(Données recueillies)
◇ ◇ ◇ ◇ ◇

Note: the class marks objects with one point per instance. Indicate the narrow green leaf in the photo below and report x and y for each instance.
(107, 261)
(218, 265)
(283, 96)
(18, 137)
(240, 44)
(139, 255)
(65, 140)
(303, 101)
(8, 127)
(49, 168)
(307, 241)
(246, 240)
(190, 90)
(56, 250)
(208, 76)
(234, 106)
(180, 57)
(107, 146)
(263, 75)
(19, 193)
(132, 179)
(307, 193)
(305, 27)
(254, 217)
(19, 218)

◇ ◇ ◇ ◇ ◇

◆ Tâche à réaliser ◆
Réécrivez l'ensemble des données ci-dessus sous forme de liste JSON de chaînes, à raison d'une chaîne par ligne et sans les lignes vides.

◆ Solution proposée ◆
[
  "Note: the class marks objects with one point per instance. Indicate the narrow green leaf in the photo below and report x and y for each instance.",
  "(107, 261)",
  "(218, 265)",
  "(283, 96)",
  "(18, 137)",
  "(240, 44)",
  "(139, 255)",
  "(65, 140)",
  "(303, 101)",
  "(8, 127)",
  "(49, 168)",
  "(307, 241)",
  "(246, 240)",
  "(190, 90)",
  "(56, 250)",
  "(208, 76)",
  "(234, 106)",
  "(180, 57)",
  "(107, 146)",
  "(263, 75)",
  "(19, 193)",
  "(132, 179)",
  "(307, 193)",
  "(305, 27)",
  "(254, 217)",
  "(19, 218)"
]